------ Records shown ------
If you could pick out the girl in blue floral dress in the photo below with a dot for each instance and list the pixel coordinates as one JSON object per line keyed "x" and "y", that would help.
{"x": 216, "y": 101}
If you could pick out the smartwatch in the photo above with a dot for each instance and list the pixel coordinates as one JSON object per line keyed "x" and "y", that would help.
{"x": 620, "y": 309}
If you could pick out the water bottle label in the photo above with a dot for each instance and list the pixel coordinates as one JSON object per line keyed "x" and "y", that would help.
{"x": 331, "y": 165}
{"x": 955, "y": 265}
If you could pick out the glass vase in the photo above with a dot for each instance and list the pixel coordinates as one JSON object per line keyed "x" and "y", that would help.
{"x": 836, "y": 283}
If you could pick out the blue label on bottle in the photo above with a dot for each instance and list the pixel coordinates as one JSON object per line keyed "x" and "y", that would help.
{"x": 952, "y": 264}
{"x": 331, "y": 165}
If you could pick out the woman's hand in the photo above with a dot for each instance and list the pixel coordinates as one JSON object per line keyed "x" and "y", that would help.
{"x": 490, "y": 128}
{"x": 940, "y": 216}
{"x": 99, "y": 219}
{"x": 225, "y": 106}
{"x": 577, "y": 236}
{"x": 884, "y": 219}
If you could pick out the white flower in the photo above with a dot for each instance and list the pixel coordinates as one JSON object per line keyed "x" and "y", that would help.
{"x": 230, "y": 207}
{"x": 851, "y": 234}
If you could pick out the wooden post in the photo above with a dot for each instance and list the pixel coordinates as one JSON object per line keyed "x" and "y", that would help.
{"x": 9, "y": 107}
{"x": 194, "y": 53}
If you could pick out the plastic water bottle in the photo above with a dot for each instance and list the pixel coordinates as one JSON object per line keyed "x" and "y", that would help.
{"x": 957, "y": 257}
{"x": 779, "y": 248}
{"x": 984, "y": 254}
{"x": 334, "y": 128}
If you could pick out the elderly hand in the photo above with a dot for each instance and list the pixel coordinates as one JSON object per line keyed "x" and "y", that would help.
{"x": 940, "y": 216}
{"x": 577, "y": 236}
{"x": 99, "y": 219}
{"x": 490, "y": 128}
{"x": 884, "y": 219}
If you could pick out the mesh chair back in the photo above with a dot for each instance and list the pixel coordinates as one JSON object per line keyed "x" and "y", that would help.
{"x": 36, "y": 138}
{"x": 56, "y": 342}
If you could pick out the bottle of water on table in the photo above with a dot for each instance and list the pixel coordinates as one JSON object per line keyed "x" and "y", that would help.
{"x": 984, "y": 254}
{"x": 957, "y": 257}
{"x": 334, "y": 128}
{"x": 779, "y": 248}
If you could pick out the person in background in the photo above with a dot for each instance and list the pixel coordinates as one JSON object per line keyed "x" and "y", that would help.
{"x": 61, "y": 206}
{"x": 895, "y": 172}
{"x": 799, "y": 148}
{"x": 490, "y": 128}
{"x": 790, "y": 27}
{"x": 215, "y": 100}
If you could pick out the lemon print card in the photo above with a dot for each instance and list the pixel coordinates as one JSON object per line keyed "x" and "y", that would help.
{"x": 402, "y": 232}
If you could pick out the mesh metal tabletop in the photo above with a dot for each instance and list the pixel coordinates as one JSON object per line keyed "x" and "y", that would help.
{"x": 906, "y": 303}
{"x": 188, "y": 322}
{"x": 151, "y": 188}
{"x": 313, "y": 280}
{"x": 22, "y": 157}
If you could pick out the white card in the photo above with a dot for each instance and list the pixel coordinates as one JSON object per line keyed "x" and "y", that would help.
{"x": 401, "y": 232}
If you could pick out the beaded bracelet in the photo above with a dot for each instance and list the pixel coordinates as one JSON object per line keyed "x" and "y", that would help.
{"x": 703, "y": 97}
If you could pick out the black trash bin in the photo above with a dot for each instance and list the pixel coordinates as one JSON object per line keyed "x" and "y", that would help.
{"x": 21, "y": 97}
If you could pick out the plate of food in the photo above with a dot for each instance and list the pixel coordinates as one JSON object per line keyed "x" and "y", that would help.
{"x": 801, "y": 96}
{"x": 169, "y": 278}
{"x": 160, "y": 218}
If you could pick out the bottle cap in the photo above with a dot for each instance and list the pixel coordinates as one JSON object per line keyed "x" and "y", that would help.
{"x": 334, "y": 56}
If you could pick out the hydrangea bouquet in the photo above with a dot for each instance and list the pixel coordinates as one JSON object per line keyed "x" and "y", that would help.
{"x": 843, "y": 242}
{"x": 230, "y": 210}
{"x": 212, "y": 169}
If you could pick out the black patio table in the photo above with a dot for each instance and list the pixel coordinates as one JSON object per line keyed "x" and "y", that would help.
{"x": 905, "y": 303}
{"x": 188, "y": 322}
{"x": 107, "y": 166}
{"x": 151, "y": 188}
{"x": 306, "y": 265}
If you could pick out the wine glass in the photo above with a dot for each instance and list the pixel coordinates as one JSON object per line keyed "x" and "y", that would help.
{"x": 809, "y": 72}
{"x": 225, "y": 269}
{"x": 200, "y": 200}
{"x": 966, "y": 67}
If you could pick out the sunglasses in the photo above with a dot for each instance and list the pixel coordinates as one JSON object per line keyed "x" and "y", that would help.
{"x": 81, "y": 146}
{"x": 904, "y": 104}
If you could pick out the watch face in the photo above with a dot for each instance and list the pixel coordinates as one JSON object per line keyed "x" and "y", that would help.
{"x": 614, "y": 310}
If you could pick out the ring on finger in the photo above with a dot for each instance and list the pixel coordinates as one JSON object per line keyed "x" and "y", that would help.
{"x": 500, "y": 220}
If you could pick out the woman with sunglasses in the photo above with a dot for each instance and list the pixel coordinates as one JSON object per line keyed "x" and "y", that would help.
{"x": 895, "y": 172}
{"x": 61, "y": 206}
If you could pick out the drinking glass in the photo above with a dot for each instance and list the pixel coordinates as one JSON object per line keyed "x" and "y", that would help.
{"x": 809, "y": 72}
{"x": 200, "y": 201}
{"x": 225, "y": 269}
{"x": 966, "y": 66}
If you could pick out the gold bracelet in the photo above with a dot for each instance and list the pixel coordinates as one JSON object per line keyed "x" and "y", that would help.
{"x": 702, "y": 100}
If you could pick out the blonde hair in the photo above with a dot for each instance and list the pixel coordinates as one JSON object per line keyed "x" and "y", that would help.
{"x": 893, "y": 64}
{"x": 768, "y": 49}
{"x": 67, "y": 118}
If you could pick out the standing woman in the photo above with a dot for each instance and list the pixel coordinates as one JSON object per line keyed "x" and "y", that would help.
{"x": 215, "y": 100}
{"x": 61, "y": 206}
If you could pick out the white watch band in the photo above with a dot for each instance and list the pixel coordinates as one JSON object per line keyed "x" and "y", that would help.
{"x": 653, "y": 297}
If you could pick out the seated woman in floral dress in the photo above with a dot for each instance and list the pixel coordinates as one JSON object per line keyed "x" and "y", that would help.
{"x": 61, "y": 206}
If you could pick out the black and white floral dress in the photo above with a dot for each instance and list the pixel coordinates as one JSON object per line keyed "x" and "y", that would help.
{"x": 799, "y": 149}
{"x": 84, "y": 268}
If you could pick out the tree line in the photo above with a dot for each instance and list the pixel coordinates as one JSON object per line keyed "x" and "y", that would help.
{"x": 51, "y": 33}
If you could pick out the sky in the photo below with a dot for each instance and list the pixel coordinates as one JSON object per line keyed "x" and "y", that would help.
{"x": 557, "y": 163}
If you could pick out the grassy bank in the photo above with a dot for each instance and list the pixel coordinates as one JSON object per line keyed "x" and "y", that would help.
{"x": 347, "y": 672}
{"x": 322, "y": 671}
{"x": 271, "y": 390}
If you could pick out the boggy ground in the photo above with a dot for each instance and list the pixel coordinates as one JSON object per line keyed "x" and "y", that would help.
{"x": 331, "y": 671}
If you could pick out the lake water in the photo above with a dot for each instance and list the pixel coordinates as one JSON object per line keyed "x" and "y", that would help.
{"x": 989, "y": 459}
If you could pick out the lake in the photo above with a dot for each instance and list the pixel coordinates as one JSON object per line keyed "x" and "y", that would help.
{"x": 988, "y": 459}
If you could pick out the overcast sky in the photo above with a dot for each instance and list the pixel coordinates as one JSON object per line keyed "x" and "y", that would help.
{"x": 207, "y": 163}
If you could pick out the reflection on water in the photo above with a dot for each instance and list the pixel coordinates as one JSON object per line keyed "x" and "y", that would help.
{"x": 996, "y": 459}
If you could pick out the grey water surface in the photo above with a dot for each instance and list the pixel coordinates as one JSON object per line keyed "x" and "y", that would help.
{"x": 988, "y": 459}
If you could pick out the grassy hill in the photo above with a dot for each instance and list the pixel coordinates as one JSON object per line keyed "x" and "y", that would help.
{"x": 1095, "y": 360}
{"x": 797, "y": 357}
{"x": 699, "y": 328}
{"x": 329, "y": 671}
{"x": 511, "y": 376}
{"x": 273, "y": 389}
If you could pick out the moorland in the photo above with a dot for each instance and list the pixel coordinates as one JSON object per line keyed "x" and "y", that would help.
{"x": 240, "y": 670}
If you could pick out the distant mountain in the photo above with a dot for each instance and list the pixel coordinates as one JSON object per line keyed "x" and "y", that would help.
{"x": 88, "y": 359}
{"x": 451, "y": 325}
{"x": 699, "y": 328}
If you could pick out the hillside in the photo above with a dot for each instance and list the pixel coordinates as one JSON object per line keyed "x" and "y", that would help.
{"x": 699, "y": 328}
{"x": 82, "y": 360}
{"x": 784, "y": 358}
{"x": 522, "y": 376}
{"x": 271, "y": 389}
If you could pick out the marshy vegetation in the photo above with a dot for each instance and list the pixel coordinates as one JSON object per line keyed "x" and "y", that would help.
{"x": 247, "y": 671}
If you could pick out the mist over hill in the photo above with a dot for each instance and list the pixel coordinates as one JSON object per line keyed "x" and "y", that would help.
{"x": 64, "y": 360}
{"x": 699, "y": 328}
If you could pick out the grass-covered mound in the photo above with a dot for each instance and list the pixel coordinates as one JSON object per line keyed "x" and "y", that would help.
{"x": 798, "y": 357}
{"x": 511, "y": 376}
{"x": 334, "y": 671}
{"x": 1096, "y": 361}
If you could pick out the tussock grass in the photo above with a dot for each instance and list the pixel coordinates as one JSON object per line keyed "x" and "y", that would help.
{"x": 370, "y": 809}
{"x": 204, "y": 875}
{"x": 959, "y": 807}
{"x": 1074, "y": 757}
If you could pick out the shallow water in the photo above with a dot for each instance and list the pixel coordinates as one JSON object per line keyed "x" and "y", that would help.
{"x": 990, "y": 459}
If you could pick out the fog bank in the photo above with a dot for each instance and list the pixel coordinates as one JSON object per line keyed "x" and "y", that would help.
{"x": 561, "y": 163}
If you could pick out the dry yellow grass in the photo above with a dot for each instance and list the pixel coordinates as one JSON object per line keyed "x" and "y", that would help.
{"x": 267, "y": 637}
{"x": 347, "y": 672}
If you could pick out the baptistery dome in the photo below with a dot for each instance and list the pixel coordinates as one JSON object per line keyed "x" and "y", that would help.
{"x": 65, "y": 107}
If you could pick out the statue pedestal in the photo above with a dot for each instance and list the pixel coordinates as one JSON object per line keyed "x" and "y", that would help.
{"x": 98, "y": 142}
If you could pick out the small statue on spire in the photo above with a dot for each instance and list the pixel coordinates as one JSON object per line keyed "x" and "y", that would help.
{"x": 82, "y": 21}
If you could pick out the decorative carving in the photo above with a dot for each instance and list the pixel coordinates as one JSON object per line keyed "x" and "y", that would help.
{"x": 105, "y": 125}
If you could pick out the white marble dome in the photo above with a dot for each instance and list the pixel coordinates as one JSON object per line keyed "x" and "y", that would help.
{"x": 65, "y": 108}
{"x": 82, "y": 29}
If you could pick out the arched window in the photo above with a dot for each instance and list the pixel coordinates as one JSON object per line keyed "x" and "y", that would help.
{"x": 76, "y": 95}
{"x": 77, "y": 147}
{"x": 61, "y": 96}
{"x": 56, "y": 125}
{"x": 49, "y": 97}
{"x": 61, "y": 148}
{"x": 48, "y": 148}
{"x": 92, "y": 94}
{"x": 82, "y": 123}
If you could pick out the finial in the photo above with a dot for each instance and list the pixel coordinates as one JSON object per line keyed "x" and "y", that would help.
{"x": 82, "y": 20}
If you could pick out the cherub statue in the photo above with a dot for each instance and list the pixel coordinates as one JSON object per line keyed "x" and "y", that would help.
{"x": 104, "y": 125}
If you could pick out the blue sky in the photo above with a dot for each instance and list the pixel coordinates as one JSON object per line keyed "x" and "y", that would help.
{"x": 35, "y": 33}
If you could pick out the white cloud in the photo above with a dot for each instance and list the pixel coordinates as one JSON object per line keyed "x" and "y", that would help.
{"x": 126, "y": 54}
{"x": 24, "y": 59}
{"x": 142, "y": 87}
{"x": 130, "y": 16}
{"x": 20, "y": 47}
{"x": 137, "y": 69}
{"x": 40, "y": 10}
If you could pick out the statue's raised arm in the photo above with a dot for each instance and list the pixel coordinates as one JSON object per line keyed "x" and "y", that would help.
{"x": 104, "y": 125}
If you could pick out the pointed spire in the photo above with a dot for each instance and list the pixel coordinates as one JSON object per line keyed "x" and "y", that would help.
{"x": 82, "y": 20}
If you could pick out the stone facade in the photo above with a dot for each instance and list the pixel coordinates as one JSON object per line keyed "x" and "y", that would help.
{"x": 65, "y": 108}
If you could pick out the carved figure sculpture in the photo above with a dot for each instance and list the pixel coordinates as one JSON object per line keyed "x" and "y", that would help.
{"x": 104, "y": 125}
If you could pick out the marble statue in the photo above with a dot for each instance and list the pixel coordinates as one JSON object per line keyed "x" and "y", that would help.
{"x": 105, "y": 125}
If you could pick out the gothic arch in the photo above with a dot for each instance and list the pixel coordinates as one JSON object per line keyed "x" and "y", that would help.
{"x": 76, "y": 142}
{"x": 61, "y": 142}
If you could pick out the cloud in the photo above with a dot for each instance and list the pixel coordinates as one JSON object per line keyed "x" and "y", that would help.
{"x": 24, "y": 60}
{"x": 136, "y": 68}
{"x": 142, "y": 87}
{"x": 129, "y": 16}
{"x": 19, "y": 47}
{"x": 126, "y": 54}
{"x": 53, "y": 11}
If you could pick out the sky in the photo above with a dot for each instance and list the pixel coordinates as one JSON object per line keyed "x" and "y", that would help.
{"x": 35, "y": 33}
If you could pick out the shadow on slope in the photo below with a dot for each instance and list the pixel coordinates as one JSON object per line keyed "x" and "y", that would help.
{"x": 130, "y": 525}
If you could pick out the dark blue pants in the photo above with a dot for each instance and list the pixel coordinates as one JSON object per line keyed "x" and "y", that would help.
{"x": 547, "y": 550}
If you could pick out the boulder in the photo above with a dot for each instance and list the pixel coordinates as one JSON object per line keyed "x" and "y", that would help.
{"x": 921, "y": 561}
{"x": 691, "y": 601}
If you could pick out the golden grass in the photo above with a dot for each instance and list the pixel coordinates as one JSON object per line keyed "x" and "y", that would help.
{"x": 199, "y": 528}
------
Your instructions:
Everything from the line containing "If you could pick out the shadow" to the end of the records must be written out exactly; include both of those lines and no others.

Result of the task:
If you could pick out the shadow on slope in the photo below with a dot for each instance and list the pixel coordinates as one JSON object per line keyed "x" and "y", that would help.
{"x": 130, "y": 525}
If you could pick out the dark blue pants in the photo above with a dot for each instance and list the pixel coordinates as one JSON object per line keyed "x" and "y", that would help.
{"x": 547, "y": 550}
If you could pick out the boulder in the photo above with a dot for each instance and list the pixel coordinates as one JSON object per line keyed "x" and "y", that would help.
{"x": 921, "y": 561}
{"x": 691, "y": 601}
If you could pick out the golden grass in the photo above with a dot for each instance and list the pixel coordinates as one JSON object per line keyed "x" and "y", that would help.
{"x": 199, "y": 528}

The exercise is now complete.